■ **What to produce**:
List every line of the entries below that contains the string "clicks". Case counts.

[[ Source data open ]]

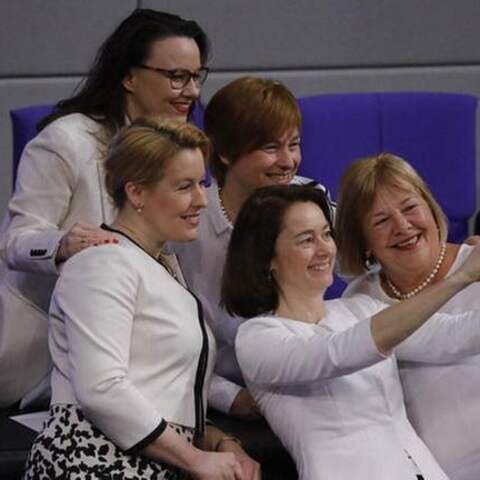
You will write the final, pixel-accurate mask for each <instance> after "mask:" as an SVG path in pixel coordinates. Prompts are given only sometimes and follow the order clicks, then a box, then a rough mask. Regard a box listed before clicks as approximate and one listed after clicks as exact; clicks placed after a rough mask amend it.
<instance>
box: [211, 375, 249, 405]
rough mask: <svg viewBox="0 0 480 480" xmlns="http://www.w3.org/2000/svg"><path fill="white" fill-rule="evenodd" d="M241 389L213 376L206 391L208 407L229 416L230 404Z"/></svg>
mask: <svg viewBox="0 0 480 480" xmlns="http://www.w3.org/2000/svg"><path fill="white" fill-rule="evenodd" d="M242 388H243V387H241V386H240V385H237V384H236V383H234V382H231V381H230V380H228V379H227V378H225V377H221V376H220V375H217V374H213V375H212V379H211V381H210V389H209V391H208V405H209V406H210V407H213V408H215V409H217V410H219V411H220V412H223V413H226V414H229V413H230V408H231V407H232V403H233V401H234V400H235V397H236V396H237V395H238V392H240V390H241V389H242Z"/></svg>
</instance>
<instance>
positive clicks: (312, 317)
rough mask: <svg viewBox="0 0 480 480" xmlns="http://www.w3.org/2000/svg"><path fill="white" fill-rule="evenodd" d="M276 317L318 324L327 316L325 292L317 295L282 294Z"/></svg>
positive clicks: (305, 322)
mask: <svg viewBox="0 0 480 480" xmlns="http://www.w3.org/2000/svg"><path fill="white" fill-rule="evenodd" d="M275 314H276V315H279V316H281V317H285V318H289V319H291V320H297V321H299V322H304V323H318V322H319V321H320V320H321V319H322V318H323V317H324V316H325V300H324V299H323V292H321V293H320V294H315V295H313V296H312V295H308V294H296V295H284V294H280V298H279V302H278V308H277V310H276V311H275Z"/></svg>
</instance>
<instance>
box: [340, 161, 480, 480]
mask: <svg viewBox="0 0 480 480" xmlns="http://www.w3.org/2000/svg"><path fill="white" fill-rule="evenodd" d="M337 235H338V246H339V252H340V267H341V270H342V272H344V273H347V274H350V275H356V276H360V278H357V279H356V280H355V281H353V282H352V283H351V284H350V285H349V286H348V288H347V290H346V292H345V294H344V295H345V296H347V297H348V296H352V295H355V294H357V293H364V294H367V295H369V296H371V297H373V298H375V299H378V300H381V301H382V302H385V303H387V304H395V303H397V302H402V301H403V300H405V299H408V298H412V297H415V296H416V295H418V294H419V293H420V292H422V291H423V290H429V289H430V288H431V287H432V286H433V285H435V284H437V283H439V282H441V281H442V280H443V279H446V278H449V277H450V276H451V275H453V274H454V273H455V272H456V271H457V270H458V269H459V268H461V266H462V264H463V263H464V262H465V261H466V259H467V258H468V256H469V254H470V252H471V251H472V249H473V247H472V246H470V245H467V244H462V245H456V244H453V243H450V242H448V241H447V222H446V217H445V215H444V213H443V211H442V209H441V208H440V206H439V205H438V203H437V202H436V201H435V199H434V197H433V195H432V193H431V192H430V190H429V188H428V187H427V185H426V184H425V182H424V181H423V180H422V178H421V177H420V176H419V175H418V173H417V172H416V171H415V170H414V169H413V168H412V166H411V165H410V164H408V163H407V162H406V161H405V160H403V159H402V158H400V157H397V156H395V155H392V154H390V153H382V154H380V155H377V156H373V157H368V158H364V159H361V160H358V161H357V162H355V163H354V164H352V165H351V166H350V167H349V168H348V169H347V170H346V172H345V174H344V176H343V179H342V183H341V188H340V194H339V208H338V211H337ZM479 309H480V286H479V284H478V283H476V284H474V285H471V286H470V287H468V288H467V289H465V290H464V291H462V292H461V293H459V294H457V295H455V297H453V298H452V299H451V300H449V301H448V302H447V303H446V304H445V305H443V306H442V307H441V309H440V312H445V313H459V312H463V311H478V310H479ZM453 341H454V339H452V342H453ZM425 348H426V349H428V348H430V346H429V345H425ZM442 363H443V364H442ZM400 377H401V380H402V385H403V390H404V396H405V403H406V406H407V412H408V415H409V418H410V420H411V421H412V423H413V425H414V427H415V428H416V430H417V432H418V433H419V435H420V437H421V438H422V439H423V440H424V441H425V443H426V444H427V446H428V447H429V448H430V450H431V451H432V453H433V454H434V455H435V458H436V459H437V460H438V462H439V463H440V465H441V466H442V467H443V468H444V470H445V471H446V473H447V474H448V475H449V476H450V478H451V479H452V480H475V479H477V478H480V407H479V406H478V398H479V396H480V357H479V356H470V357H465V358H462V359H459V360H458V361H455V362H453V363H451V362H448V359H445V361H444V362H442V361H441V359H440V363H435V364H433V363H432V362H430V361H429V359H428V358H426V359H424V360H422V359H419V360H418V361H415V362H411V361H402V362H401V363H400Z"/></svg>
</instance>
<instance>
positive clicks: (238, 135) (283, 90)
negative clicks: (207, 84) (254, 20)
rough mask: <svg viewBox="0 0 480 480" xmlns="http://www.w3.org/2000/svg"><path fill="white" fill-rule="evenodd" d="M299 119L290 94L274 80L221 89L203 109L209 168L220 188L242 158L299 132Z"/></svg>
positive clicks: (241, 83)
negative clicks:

[[ Source data closed ]]

■ **Solution to this exercise**:
You will write the final, pixel-accurate mask for each <instance> after "mask:" as an SVG path in pixel coordinates. Prompts are given only sometimes and follow the order clicks, then a box, then a rough mask. Regard a box listed before clicks as approximate and one listed after clicks as exact; clicks placed after a rough mask amend it.
positive clicks: (312, 317)
positive clicks: (305, 322)
positive clicks: (238, 135) (283, 90)
negative clicks: (207, 84) (254, 20)
positive clicks: (241, 83)
negative clicks:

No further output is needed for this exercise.